* GIVEN PASSAGE:
*-*-*

In this appeal, the plaintiff challenges the determination of the trial court that plaintiffs suit is what is commonly known as a SLAPP suit (Strategic Lawsuit Against Public Participation [Code Civ. Proc, § 425.16 ("section 425.16")]). Based on such determination, the trial court struck the plaintiffs complaint and dismissed the suit when the plaintiff failed to establish a probability of success on his claims. Thereafter, the defendants, who are Ricki Hanyecz, Michael Hanyecz, and Sima Katzir, moved for an award of attorney's fees and costs. The court granted defendants' motion, and the plaintiff challenges that ruling as well.
We find the trial court erred when it (1) ruled this is a SLAPP suit, and then (2) required plaintiff, upon pain of dismissal, to demonstrate the probability of the suit's success. We reach this conclusion because the record demonstrates the defendants were not engaged in a valid exercise of their constitutional rights of freedom of
BACKGROUND OF THE CASE
1. The Complaint
Plaintiffs complaint alleged he was elected to the Laguna Niguel City Council in 1989. In 1994, Paul for Council was the official committee acting on plaintiffs behalf in his bid for another term on the council. The thrust of the complaint is that defendants interfered with plaintiffs candidacy by influencing the election with illegal campaign contributions for one of his opponents. Plaintiff alleged that defendants' acts violated the Political Reform Act of 1974 (Gov.Code, § 81000 et seq., ["the Political Reform Act"]).
2. Defendants' Motion to Strike
Defendants moved to strike the complaint, citing section 425.16, the anti-SLAPP statute, as their authority to do so.
In his opposition to defendants' motion to strike his complaint, plaintiff asserted that section 425.16 does not apply in this case because defendants' actions in laundering campaign money do not constitute constitutionally protected activity. As for
Defendants disputed plaintiffs analysis of what prompts application of section 425.16 protection. They contended their campaign contribution laundering "need not be constitutionally protected for the anti-SLAPP statute to apply; [rather, their] actions merely must arise from an act in furtherance of defendants' rights of free speech or petition."

*-*-*

* ABOUT THIS TASK: Write the next part of the appellate opinion on the anti-SLAPP ruling, picking up after its final sentence.

* DATA EXTRACT:
*-*-*

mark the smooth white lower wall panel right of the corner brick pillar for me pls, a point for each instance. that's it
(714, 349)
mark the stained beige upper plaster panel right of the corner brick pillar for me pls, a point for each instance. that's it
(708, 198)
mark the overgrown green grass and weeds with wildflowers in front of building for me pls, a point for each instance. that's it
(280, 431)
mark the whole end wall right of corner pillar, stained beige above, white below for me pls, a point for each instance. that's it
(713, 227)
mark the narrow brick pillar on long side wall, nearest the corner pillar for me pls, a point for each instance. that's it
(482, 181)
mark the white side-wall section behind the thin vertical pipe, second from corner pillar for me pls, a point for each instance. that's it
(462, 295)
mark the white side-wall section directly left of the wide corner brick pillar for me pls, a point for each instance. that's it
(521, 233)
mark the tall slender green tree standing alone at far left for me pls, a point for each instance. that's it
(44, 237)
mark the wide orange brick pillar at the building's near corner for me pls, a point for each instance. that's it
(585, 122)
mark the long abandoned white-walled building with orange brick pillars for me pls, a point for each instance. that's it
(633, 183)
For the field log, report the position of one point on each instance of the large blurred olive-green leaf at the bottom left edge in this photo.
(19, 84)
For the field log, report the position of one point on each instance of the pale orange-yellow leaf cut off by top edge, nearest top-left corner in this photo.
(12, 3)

*-*-*

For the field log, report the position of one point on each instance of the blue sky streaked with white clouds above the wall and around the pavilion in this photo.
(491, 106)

*-*-*

* ANSWER TO THIS EXERCISE:
In granting defendants' special motion to strike, the trial court ruled that defendants' acts which prompted this suit "were, by definition, acts in furtherance of defendants' constitutional rights of free speech. Political contributions are at the very core of First Amendment activity, . . . This is a SLAPP suit." The court also ruled that because plaintiff had not shown he has a reasonable probability of prevailing on any of his causes of action, judgment should be entered in defendants' favor. Thereafter, judgment was so entered, the complaint was dismissed, and defendants were awarded section 425.16 attorney's fees and costs. Plaintiff has now prosecuted this timely appeal.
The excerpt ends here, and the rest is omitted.